- _WHAT YOU WILL DO_: Could you restate every record below word for word?

- _TASK INPUT_:
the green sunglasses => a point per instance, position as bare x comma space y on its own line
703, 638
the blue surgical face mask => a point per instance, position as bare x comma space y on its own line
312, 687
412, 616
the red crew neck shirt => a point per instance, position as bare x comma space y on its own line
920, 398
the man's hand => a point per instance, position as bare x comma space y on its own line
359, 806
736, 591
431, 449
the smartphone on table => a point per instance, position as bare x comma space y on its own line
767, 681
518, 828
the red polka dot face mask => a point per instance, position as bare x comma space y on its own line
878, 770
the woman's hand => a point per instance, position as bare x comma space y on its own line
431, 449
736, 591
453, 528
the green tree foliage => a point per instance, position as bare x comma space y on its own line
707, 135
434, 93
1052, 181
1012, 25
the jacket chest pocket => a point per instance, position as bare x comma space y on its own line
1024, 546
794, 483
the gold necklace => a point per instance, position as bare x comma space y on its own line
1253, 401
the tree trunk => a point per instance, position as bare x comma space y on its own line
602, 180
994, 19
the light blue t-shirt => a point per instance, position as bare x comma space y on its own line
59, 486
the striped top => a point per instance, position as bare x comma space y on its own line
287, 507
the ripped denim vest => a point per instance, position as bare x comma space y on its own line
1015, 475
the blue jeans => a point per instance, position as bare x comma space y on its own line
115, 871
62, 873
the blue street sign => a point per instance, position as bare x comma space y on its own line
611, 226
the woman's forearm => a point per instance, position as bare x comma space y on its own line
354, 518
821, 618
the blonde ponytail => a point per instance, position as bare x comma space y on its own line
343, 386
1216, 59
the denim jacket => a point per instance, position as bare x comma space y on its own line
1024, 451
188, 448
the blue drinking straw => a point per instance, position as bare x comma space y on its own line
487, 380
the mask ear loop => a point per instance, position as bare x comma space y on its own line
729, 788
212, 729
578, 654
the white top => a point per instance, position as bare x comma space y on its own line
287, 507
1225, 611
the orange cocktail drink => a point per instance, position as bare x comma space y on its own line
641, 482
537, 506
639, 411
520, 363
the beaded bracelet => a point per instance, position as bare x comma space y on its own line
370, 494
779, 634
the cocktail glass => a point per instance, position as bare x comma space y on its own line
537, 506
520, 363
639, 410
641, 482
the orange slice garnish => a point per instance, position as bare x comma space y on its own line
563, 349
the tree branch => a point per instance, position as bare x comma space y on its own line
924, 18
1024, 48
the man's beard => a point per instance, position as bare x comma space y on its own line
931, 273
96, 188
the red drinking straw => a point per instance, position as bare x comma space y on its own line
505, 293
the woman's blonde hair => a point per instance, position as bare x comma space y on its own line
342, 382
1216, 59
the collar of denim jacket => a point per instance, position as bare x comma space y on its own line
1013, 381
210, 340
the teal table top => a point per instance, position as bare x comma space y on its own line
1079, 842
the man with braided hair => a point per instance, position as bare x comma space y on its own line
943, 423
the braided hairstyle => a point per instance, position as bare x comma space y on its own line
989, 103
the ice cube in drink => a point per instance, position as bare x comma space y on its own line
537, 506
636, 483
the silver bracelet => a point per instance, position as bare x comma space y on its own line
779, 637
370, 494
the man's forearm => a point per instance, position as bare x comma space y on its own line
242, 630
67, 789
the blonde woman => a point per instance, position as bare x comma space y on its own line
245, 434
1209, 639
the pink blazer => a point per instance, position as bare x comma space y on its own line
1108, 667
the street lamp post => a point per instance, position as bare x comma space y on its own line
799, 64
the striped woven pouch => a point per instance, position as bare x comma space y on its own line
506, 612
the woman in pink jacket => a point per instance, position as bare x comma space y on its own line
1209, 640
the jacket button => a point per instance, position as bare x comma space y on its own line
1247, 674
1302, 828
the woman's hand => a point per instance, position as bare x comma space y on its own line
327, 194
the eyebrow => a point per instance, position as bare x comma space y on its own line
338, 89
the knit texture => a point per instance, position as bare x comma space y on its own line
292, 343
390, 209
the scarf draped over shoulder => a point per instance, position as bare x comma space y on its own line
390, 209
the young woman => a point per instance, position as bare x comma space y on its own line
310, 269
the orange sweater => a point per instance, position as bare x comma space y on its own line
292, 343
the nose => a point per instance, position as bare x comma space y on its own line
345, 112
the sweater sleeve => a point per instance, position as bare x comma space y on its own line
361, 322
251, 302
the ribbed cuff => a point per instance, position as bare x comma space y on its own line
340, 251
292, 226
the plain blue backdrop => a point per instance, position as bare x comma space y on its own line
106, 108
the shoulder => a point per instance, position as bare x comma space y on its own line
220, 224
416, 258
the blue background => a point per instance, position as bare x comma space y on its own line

- _EXERCISE RESULT_:
the green sunglasses => a point per instance, position as bare x comma space y on its own line
703, 638
the blue surgical face mask => a point per instance, position as bare x comma space y on its own line
312, 687
412, 616
the red crew neck shirt => a point per instance, position as bare x comma space y on its own line
920, 398
the man's hand => a point per instance, position as bare x comma space y on its own line
359, 806
736, 591
431, 449
the smartphone on table => a point per instance, position as bare x comma space y on its own line
767, 681
518, 828
the red polka dot face mask => a point per instance, position as bare x comma space y on its own line
878, 770
the woman's hand => a point per instance, position as bare x comma space y on its own line
431, 449
736, 591
453, 528
the green tree foliage => a point per instance, position as bare x comma space y on its own line
707, 135
434, 93
1052, 181
1012, 25
the jacket chest pocket => a point per instance, position as bare x comma space y on its own line
1024, 546
794, 483
the gold necklace => a point per instance, position as bare x comma space y on its own line
1253, 401
the tree trunk => a point per instance, position as bare x comma space y on its own line
602, 180
994, 19
the light blue t-shirt => a point per instance, position as bare x comma space y on its own line
59, 486
the striped top => a point per instance, position as bare x comma space y on its own line
287, 507
the ripped denim vest => a point per instance, position as bare x comma space y on its own line
1015, 475
the blue jeans => a point per instance, position as bare x comma space y on its own line
115, 871
62, 873
the blue street sign => a point per instance, position as bare x comma space y on its own line
611, 226
the woman's forearm => a point per instance, position as bare x comma space y on its own line
354, 518
821, 618
the blonde ponytail => a point per instance, position as bare x comma space y on its own line
343, 386
1216, 59
the denim jacket => a point per instance, position as bare x comma space y on its own line
1024, 451
188, 448
the blue drinking straw => a point per instance, position as bare x comma space y on its own line
487, 380
the mask ear loop => a point per instance, position as bare x comma space y on its own line
729, 788
212, 729
578, 654
the white top => a point per instance, position as bare x comma space y on its own line
287, 507
1225, 611
the orange cocktail drink => a point per instance, position as bare x comma space y on its own line
641, 482
537, 506
639, 411
520, 363
the beaded bracelet => a point per instance, position as bare x comma space y on its own line
370, 494
779, 634
the cocktail glass => a point per instance, position as bare x comma space y on its own line
537, 506
520, 363
639, 410
641, 482
the orange slice garnish => a point per instance, position as bare x comma space y on its own line
563, 349
the tree branch => a point per instance, position as bare x comma space y on its own line
924, 18
1024, 48
the man's beard => a point per instance, position as bare x comma space y on its own line
931, 273
96, 188
the red drinking straw => a point per instance, position as bare x comma space y on its own line
505, 293
the woman's blonde hair => a point per instance, position as bare x comma space y on its own line
342, 382
1216, 59
the collar of denim jacket => a point per instance, position as bare x comma space y on its own line
1013, 381
210, 340
the teal table top => a point per instance, position as bare x comma space y on its own line
1079, 842
the man with braided hair => a point per instance, position as bare x comma space y on its own line
943, 423
the braided hairstyle => a point per instance, position as bare x comma space y on its own line
989, 103
the ice cube in drink => a point per instance, position as bare x comma space y on its own line
537, 506
636, 483
the silver bracelet => a point per instance, position as bare x comma space y on its own line
779, 637
370, 494
the man's forearm => a point per instance, position as bare x comma space y on its own line
242, 630
67, 789
the blonde woman => a point per instance, position as bare x comma space y on its own line
245, 434
1209, 639
the pink blazer => a point per instance, position as bare x comma space y on its own line
1108, 667
the street lamp post => a point per instance, position as bare x comma space y on its own line
799, 64
the striped woven pouch => a point per instance, position as bare x comma space y on its own line
506, 612
the woman in pink jacket => a point per instance, position as bare x comma space y on its own line
1209, 640
the jacket button => a point per instance, position as bare x comma space y on its own line
1247, 674
1302, 828
the woman's hand => a point per instance, position as bare x comma space y on its own line
327, 194
the eyebrow => a point per instance, position as bare x comma space y on its own line
338, 89
the knit texture => a point per instance, position as bare x comma space y on its own line
292, 343
390, 209
the scarf draped over shoulder => a point per instance, position as bare x comma space y on its own line
390, 209
the young woman => a point per instance, position as bare x comma space y on its own line
310, 269
the orange sweater => a point per instance, position as bare x comma space y on its own line
292, 343
the nose => a point per instance, position as bare x comma space y on its own line
345, 112
the sweater sleeve => a point per instance, position as bare x comma space y on its own line
361, 322
251, 302
the ribbed cuff => a point per instance, position as bare x comma space y on its own line
340, 251
292, 226
the plain blue backdrop => a point per instance, position as bare x comma space y on its own line
106, 108
the shoulder => a point per instance, position as bare x comma space y on its own line
220, 224
416, 258
the blue background => a point per instance, position as bare x comma space y on its own line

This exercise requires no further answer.